======== Texto de lectura

Un tercer caso es el reciente censo nacional, esfuerzo ampliamente debatido y demandado, que, por su naturaleza, recae sobre los hombros del Gobierno, del diseño a la implementación. Que el encargado sea este que hoy tenemos, hace que una parte de la población le encuentre a nuestra sopa más pelos de las que tiene. Así, algunas personas, entre ellos un par de connotados periodistas, decidieron oponerse al censo e instigar a la población a que lo sabotearan. Un irresponsable con micrófono es peor que mono con gillette.
Evidentemente, en democracia debe haber libertad de pensamiento y expresión, y por tanto todos tienen derecho a pensar lo que quieran del presidente Luis Arce, de las vacunas, de los créditos, de los censos, del arquero de la selección y de todas las cuestiones nacionales por las que se preocupan. Pero hay una gran distancia entre la libertad de pensar y decir y la de sabotear un esfuerzo colectivo o instigar a hacerlo.
Algo similar, mutatis mutandis, se puede decir de los que eligen qué leyes quieren cumplir, ya sea porque no son de su conveniencia o porque las ha aprobado un Parlamento donde no se sienten representados. La ley también es un bien común.
Aquí interviene la compleja relación entre la libertad individual de pensamiento y acción, y el bien común. Vivimos en tiempos en que, en estos dilemas, el valor de lo colectivo está en bajada y la libertad del individuo, concebido como una entidad independiente de la colectividad, está de subida. Hoy, la soberbia del individuo que defiende la propiedad de su nariz y su derecho de seguirla se siente reivindicada por la incompetencia de nuestro Gobierno.
Lo que está en juego en estas situaciones es una cuestión de pertenencia al ser colectivo llamado nación boliviana. “Ser” es sustantivo y es verbo, y es aquí la palabra apropiada porque Bolivia es un sujeto en evolución. Bolivia no es solo el suelo donde vivimos, el pasaporte que usamos, la selección por la que hacemos barra. Bolivia es un proyecto colectivo que persigue un destino común, mal definido e inalcanzable, pero indivisible.
A este destino colectivo estamos atados todos, pero no faltan quienes, a la primera desavenencia, huyen a sus rincones a agitar sus banderitas, como si la patria fuese fraccionable y cada uno pudiese excluirse de la mayoría y definir la suya.
El camino que tome el país será uno hoy y otro mañana. La ruta será siempre accidentada, impredecible, muchas veces frustrante –somos todavía un experimento político que no ha llegado al asfalto– pero en democracia esa ruta será siempre dictada por la voluntad mayoritaria. Ahora es la de unos sujetos que, antes excluidos, les ha tocado el turno de probar sus armas. El ejemplo que dejaron los anteriores no es impecable, ni mucho menos.
En democracia hay un sentido profundo de respeto a la voluntad colectiva, por más distinta que sea de la nuestra. En ir a votar está implícita la aceptación del resultado y que la voluntad popular expresada en la votación es la que regirá los destinos del país durante los siguientes años. En contrapartida, el ganador de las elecciones se compromete a gobernar respetando la ley y velando por el bien y la unidad de todos los bolivianos.
Esta reflexión no sería ecuánime si no mencionara que, esta vez, los primeros en violar este pacto implícito han sido los actuales gobernantes, quienes en lugar de unirnos, han ahondado la división; en lugar de gobernar para todos, gobiernan por y para un partido; en lugar de poner todo su esfuerzo en buscar el desarrollo nacional, dedican una parte significativa de su tiempo y energía a peleas intestinas que de nada sirven a ese objetivo. El costo reputacional resultante mina su capacidad de acción.
Bolivia pasa por una mala hora, pero debemos mantener la fe en los bolivianos y en esta tierra que “con sus hierbas nos cautiva”, tenemos que trabajar por ella donde haya espacio para hacerlo; nunca en contra.

================
======== Datos de origen

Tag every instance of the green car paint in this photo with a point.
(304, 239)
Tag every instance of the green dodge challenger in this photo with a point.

================

**Tareas por hacer:**
1) Escribe el fragmento del texto de lectura que empieza con "Algo similar, mutatis" y sigue hasta "de nuestro Gobierno.", sin cambiarle nada.
2) Responde estas preguntas con lo que dice el texto de lectura:
(a) ¿Quiénes se nombran entre las personas que decidieron oponerse al censo?
(b) ¿A qué se compromete el ganador de las elecciones?
(c) ¿Cómo se llama el presidente que se menciona?
3) Di si cada frase está de acuerdo con el texto de lectura. Contesta sí o no y cita las palabras del texto que lo deciden.
(a) La ley también es un bien común.
(b) El valor de lo colectivo está de subida.
(c) El ejemplo que dejaron los anteriores fue impecable.

**Ejercicio resuelto:**
1)
Algo similar, mutatis mutandis, se puede decir de los que eligen qué leyes quieren cumplir, ya sea porque no son de su conveniencia o porque las ha aprobado un Parlamento donde no se sienten representados. La ley también es un bien común.
Aquí interviene la compleja relación entre la libertad individual de pensamiento y acción, y el bien común. Vivimos en tiempos en que, en estos dilemas, el valor de lo colectivo está en bajada y la libertad del individuo, concebido como una entidad independiente de la colectividad, está de subida. Hoy, la soberbia del individuo que defiende la propiedad de su nariz y su derecho de seguirla se siente reivindicada por la incompetencia de nuestro Gobierno.

2)
(a) Un par de connotados periodistas.
(b) A gobernar respetando la ley y velando por el bien y la unidad de todos los bolivianos.
(c) Luis Arce.

3)
(a) Sí: "La ley también es un bien común."
(b) No: "el valor de lo colectivo está en bajada"
(c) No: "El ejemplo que dejaron los anteriores no es impecable, ni mucho menos."